• _Problem to work on_
Rewrite every line of the records below as a JSON list of strings, one string per line, with blank lines omitted.

• _Supplied records_
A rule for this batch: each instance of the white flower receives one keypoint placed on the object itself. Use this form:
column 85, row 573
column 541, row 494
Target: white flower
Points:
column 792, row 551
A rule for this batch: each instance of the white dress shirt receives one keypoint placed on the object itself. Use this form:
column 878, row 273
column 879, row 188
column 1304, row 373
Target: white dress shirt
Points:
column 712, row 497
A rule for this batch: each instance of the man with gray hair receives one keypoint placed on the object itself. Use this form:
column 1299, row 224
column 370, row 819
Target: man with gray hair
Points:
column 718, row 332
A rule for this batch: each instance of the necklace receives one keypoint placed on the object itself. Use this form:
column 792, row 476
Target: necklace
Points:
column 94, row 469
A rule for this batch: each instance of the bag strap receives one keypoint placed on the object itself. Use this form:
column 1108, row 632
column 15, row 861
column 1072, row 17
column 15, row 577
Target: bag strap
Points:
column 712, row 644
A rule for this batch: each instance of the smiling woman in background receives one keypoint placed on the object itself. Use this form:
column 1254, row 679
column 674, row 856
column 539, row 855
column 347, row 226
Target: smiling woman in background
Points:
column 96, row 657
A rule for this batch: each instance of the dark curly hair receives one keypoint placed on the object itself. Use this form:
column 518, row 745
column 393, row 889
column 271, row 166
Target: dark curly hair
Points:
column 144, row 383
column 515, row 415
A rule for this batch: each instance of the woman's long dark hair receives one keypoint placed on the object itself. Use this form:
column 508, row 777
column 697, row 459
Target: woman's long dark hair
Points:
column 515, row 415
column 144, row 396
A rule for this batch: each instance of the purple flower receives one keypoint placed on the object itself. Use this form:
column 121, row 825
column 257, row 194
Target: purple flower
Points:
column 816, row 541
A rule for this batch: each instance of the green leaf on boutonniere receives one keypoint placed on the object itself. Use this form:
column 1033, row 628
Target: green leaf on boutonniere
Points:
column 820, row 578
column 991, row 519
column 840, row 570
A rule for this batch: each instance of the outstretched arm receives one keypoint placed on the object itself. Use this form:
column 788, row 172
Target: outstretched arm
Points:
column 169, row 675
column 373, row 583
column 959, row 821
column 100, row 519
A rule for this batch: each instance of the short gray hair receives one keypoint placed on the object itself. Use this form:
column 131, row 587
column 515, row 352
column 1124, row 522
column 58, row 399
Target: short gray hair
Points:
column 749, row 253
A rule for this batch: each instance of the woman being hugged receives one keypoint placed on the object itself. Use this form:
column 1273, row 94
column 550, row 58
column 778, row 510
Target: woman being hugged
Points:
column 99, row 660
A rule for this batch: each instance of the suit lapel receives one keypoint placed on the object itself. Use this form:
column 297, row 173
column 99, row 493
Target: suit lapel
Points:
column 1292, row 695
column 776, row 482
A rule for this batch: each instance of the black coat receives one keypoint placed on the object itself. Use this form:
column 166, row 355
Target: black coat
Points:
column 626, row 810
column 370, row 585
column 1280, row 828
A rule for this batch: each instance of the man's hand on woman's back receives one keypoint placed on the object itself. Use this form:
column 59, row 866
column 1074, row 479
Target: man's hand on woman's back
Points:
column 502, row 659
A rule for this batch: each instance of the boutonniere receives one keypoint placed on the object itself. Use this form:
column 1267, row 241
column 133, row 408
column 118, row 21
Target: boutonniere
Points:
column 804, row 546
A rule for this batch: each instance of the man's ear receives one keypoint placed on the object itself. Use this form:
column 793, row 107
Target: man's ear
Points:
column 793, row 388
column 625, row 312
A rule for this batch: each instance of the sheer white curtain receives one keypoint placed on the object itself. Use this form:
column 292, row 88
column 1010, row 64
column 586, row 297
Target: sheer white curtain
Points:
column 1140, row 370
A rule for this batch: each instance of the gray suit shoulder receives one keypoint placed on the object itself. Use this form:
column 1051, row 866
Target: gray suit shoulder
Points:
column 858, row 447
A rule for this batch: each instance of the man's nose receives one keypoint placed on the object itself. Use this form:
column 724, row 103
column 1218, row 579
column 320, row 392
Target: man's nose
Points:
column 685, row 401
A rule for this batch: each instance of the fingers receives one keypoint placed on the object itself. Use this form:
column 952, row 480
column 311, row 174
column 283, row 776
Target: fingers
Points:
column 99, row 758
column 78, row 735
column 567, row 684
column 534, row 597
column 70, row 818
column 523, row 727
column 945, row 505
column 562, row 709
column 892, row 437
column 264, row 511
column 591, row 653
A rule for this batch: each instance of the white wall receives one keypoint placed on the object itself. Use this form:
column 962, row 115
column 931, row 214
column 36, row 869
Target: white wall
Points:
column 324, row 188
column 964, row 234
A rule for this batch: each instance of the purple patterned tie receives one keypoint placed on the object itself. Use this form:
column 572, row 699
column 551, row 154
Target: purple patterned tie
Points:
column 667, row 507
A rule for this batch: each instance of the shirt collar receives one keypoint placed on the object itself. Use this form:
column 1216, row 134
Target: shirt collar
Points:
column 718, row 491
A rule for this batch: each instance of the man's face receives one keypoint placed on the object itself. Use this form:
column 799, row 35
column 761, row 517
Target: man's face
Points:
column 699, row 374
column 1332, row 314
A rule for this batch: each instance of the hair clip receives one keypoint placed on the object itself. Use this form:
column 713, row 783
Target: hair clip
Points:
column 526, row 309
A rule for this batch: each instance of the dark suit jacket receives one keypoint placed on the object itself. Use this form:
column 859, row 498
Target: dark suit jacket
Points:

• _Final result_
[
  "A rule for this batch: each instance of the white flower receives one keypoint placed on the object itself. Use this form:",
  "column 85, row 573",
  "column 541, row 494",
  "Target: white flower",
  "Points:",
  "column 792, row 551",
  "A rule for this batch: each instance of the white dress shirt receives one keypoint placed on the object itself. Use this form:",
  "column 878, row 273",
  "column 879, row 188",
  "column 1304, row 373",
  "Target: white dress shirt",
  "Points:",
  "column 712, row 497",
  "A rule for this batch: each instance of the man with gray hair receives one keypoint placed on the object itself. Use this form:",
  "column 1299, row 224",
  "column 370, row 819",
  "Target: man with gray hair",
  "Points:",
  "column 718, row 332",
  "A rule for this batch: each instance of the necklace receives one keypoint placed on the object itself. Use this form:",
  "column 792, row 476",
  "Target: necklace",
  "Points:",
  "column 94, row 469",
  "A rule for this batch: each instance of the bag strap receives one keypoint placed on the object itself. Use this form:",
  "column 1108, row 632",
  "column 15, row 861",
  "column 1072, row 17",
  "column 15, row 577",
  "Target: bag strap",
  "Points:",
  "column 712, row 644",
  "A rule for this batch: each instance of the smiling woman in background receives one keypoint placed on the object itself. Use this form:",
  "column 1254, row 679",
  "column 674, row 856",
  "column 539, row 855",
  "column 347, row 226",
  "Target: smiling woman in background",
  "Points:",
  "column 96, row 657",
  "A rule for this batch: each instance of the dark curly hair receives one keypoint placed on the object itself. Use this form:",
  "column 518, row 745",
  "column 393, row 889",
  "column 271, row 166",
  "Target: dark curly hair",
  "Points:",
  "column 144, row 383",
  "column 515, row 415",
  "A rule for this batch: each instance of the woman's long dark hair receives one keypoint placed on the object itself. Use this form:",
  "column 508, row 777",
  "column 697, row 459",
  "Target: woman's long dark hair",
  "Points:",
  "column 515, row 415",
  "column 144, row 396",
  "A rule for this batch: each instance of the purple flower receives one keypoint placed on the object itself. Use this form:",
  "column 121, row 825",
  "column 257, row 194",
  "Target: purple flower",
  "Points:",
  "column 816, row 541",
  "A rule for this batch: each instance of the green leaf on boutonniere receives one keypoint placed on the object itself. Use this form:",
  "column 1033, row 628",
  "Target: green leaf on boutonniere",
  "Points:",
  "column 820, row 578",
  "column 991, row 519",
  "column 840, row 570",
  "A rule for this batch: each instance of the outstretched arm receives one keypoint placed on the object itself. Use this form:",
  "column 788, row 172",
  "Target: outstretched arm",
  "Points:",
  "column 169, row 675",
  "column 373, row 583",
  "column 959, row 821",
  "column 100, row 519",
  "A rule for this batch: each instance of the short gray hair receives one keypoint placed on the object itself. Use this form:",
  "column 131, row 587",
  "column 515, row 352",
  "column 1124, row 522",
  "column 58, row 399",
  "Target: short gray hair",
  "Points:",
  "column 749, row 253",
  "A rule for this batch: each instance of the woman being hugged receives one keypoint placed on the object itself. Use this form:",
  "column 1273, row 94",
  "column 550, row 58",
  "column 778, row 510",
  "Target: woman being hugged",
  "Points:",
  "column 99, row 660",
  "A rule for this batch: each instance of the suit lapel receives one keypoint placed on the object itself. Use this form:",
  "column 297, row 173",
  "column 99, row 493",
  "Target: suit lapel",
  "Points:",
  "column 1292, row 695",
  "column 776, row 482",
  "A rule for this batch: each instance of the black coat receives one keypoint placed on the object itself. Use this form:",
  "column 166, row 355",
  "Target: black coat",
  "Points:",
  "column 626, row 810",
  "column 370, row 585",
  "column 1280, row 828",
  "A rule for this batch: each instance of the man's hand on woman's back receives one keypoint placed on the object itself. Use this form:",
  "column 59, row 866",
  "column 1074, row 479",
  "Target: man's hand on woman's back",
  "Points:",
  "column 502, row 659",
  "A rule for this batch: each instance of the boutonniere receives one keypoint placed on the object itself. Use this form:",
  "column 1267, row 241",
  "column 133, row 408",
  "column 118, row 21",
  "Target: boutonniere",
  "Points:",
  "column 804, row 546",
  "A rule for this batch: each instance of the man's ear receives one keypoint placed on the object itself. Use this form:",
  "column 793, row 107",
  "Target: man's ear",
  "Points:",
  "column 793, row 388",
  "column 625, row 312",
  "A rule for this batch: each instance of the sheer white curtain receives one keypoint placed on the object itself. Use this form:",
  "column 292, row 88",
  "column 1010, row 64",
  "column 586, row 297",
  "Target: sheer white curtain",
  "Points:",
  "column 1140, row 370",
  "A rule for this batch: each instance of the gray suit shoulder receives one keypoint placed on the object itself. Use this form:",
  "column 1051, row 866",
  "Target: gray suit shoulder",
  "Points:",
  "column 858, row 447",
  "A rule for this batch: each instance of the man's nose receives one keypoint placed on the object itself. Use this form:",
  "column 724, row 103",
  "column 1218, row 579",
  "column 320, row 392",
  "Target: man's nose",
  "Points:",
  "column 685, row 401",
  "A rule for this batch: each instance of the fingers receives one keypoint placed on the object itself. Use this form:",
  "column 952, row 480",
  "column 311, row 174",
  "column 283, row 776",
  "Target: fingers",
  "Points:",
  "column 99, row 758",
  "column 78, row 735",
  "column 567, row 684",
  "column 534, row 597",
  "column 70, row 818",
  "column 523, row 727",
  "column 945, row 505",
  "column 562, row 709",
  "column 892, row 437",
  "column 264, row 511",
  "column 591, row 653",
  "A rule for this batch: each instance of the white wall receives one keypoint placed on the object itself. Use this form:",
  "column 962, row 115",
  "column 931, row 214",
  "column 36, row 869",
  "Target: white wall",
  "Points:",
  "column 324, row 188",
  "column 964, row 234",
  "A rule for this batch: each instance of the purple patterned tie receives one keypoint placed on the object itself. Use this form:",
  "column 572, row 699",
  "column 551, row 154",
  "Target: purple patterned tie",
  "Points:",
  "column 667, row 507",
  "A rule for this batch: each instance of the shirt collar receives one keypoint placed on the object itself. Use this form:",
  "column 1216, row 134",
  "Target: shirt collar",
  "Points:",
  "column 718, row 491",
  "A rule for this batch: each instance of the man's face receives one keypoint placed on the object itself. Use this form:",
  "column 799, row 35",
  "column 761, row 517",
  "Target: man's face",
  "Points:",
  "column 699, row 374",
  "column 1332, row 314",
  "A rule for this batch: each instance of the hair clip receives one keypoint placed on the object itself. Use this form:",
  "column 713, row 783",
  "Target: hair clip",
  "Points:",
  "column 526, row 309",
  "A rule for this batch: each instance of the dark suit jacket receives one keypoint placed on the object itself. Use this form:",
  "column 859, row 498",
  "Target: dark suit jacket",
  "Points:"
]